Discurso durante a 62ª Sessão Deliberativa Ordinária, no Senado Federal

Constrangimento com as sucessivas manifestações de autoridades econômicas e de outros setores da vida nacional, que têm responsabilizado o Senado por eventuais prejuízos causados pela não-aprovação da CPMF. Repercussões do julgamento dos envolvidos na chacina de Eldorado de Carajás.

Autor
Fernando Ribeiro (PMDB - Movimento Democrático Brasileiro/PA)
Nome completo: Fernando de Castro Ribeiro
Casa
Senado Federal
Tipo
Discurso
Resumo por assunto
GOVERNO FEDERAL, ATUAÇÃO. JUDICIARIO.:
  • Constrangimento com as sucessivas manifestações de autoridades econômicas e de outros setores da vida nacional, que têm responsabilizado o Senado por eventuais prejuízos causados pela não-aprovação da CPMF. Repercussões do julgamento dos envolvidos na chacina de Eldorado de Carajás.
Publicação
Publicação no DSF de 17/05/2002 - Página 8223
Assunto
Outros > GOVERNO FEDERAL, ATUAÇÃO. JUDICIARIO.
Indexação
  • CRITICA, ATUAÇÃO, GOVERNO FEDERAL, AMEAÇA, IMPUTAÇÃO, CONGRESSO NACIONAL, RESPONSABILIDADE, AUSENCIA, APROVAÇÃO, CONTRIBUIÇÃO PROVISORIA SOBRE A MOVIMENTAÇÃO FINANCEIRA (CPMF), PREJUIZO, ESTABILIDADE, GASTOS PUBLICOS, POSSIBILIDADE, RESTRIÇÃO, SERVIÇO, AREA, SAUDE, PREVIDENCIA SOCIAL, ATRASO, LIBERAÇÃO, PROJETO, INTERESSE SOCIAL, ESTADOS.
  • QUESTIONAMENTO, INFERIORIDADE, PERCENTAGEM, ARRECADAÇÃO, CONTRIBUIÇÃO PROVISORIA SOBRE A MOVIMENTAÇÃO FINANCEIRA (CPMF), DESTINAÇÃO, SAUDE, EXERCICIO FINANCEIRO, AGRAVAÇÃO, PROBLEMA, SETOR.
  • DISCORDANCIA, EXTENSÃO, PENA, CORONEL, POLICIA MILITAR, ACUSADO, HOMICIDIO, ESTADO DO PARA (PA), MUNICIPIO, ELDORADO DOS CARAJAS (PA).

O SR. FERNANDO RIBEIRO (PMDB - PA. Pronuncia o seguinte discurso. Sem revisão do orador.) - Srª Presidente, Srªs e Srs. Senadores, trazem-me hoje à tribuna dois assuntos que, em mim, causaram profunda motivação para vir e registrar a posição de um Parlamentar novo aqui nesta Casa, ainda aprendendo o ofício de representar o seu Estado no Senado da República, mas profundamente imbuído dos melhores propósitos em relação aos temas que digam respeito ao seu Estado do Pará e ao País como um todo.

________________________________________

TAREFA PROPOSTA 1 →
Copie sem mudar nada as linhas abaixo do texto, começando na linha que contém "Where can the elderly woman be" e indo até a última delas, com as duas pontas incluídas.

[Entradas armazenadas]

________________________________________

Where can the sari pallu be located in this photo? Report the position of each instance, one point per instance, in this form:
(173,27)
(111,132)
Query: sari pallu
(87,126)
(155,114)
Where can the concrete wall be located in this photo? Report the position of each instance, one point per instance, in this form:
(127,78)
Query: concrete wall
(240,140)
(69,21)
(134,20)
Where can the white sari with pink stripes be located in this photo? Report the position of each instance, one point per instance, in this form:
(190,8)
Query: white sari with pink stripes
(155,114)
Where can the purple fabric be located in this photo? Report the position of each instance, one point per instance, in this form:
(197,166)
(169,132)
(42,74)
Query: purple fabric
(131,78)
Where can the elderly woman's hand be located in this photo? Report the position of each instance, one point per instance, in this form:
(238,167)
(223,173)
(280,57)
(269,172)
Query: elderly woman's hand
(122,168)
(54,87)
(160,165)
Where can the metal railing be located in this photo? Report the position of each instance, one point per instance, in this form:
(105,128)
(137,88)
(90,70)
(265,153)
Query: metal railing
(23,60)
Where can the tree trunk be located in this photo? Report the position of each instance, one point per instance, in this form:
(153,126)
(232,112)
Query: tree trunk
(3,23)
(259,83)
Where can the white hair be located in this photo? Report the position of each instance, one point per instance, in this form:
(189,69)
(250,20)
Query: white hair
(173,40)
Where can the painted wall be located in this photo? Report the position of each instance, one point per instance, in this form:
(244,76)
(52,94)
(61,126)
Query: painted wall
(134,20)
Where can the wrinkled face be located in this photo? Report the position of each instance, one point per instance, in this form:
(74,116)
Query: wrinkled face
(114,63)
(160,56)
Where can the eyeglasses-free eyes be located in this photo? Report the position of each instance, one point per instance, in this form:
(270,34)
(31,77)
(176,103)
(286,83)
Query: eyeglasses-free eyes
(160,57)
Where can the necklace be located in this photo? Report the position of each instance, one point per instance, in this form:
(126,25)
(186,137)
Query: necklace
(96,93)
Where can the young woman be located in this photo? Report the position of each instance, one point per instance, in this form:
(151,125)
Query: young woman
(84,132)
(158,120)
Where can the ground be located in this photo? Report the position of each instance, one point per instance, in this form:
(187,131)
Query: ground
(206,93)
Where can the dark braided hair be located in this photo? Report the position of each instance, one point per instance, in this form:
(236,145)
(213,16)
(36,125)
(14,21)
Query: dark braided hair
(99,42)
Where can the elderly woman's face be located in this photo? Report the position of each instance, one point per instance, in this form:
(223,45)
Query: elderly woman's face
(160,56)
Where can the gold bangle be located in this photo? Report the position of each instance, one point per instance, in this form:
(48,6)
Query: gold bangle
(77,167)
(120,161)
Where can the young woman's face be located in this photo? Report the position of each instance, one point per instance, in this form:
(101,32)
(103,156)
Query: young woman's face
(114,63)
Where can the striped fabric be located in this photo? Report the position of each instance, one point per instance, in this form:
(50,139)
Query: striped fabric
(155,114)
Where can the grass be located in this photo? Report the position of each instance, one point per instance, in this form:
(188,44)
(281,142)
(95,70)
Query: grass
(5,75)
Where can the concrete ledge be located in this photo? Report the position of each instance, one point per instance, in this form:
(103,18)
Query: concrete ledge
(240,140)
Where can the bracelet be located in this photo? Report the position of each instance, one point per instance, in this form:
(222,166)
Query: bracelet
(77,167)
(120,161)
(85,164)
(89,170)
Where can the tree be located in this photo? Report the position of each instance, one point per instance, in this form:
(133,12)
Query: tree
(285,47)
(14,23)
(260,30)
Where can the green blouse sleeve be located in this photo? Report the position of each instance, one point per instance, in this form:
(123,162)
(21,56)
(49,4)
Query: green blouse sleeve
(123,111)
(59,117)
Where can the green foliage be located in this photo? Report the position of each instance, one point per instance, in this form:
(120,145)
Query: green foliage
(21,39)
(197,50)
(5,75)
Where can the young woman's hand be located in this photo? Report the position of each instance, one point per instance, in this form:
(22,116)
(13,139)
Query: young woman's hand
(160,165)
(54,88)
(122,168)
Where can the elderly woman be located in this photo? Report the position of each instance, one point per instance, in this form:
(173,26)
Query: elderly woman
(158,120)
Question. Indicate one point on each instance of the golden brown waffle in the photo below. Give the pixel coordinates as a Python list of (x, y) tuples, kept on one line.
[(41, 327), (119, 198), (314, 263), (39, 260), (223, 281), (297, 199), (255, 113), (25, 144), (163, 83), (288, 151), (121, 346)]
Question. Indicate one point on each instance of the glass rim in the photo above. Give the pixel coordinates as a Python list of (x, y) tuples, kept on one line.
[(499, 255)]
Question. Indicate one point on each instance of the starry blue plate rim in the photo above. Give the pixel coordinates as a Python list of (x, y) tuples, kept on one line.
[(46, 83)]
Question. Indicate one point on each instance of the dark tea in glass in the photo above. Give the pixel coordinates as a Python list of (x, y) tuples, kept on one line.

________________________________________

TAREFA PROPOSTA 2 →
Resuma o discurso no Senado em duas frases.

RESPOSTA DO EXERCÍCIO 1 →
Where can the elderly woman be located in this photo? Report the position of each instance, one point per instance, in this form:
(173,26)
Query: elderly woman
(158,120)
Question. Indicate one point on each instance of the golden brown waffle in the photo below. Give the pixel coordinates as a Python list of (x, y) tuples, kept on one line.
[(41, 327), (119, 198), (314, 263), (39, 260), (223, 281), (297, 199), (255, 113), (25, 144), (163, 83), (288, 151), (121, 346)]
Question. Indicate one point on each instance of the glass rim in the photo above. Give the pixel coordinates as a Python list of (x, y) tuples, kept on one line.
[(499, 255)]
Question. Indicate one point on each instance of the starry blue plate rim in the photo above. Give the pixel coordinates as a Python list of (x, y) tuples, kept on one line.
[(46, 83)]
Question. Indicate one point on each instance of the dark tea in glass in the photo above. Give the pixel coordinates as a Python list of (x, y) tuples, kept on one line.

RESPOSTA DO EXERCÍCIO 2 →
No discurso feito na 62ª Sessão Deliberativa Ordinária e publicado no DSF de 17/05/2002, o senador Fernando Ribeiro (PMDB-PA) trata do constrangimento com as autoridades que culpam o Senado por eventuais prejuízos da não-aprovação da CPMF e das repercussões do julgamento dos envolvidos na chacina de Eldorado de Carajás. Na abertura, ele se apresenta como um parlamentar novo, ainda aprendendo o ofício, mas empenhado nos temas do Pará e do país.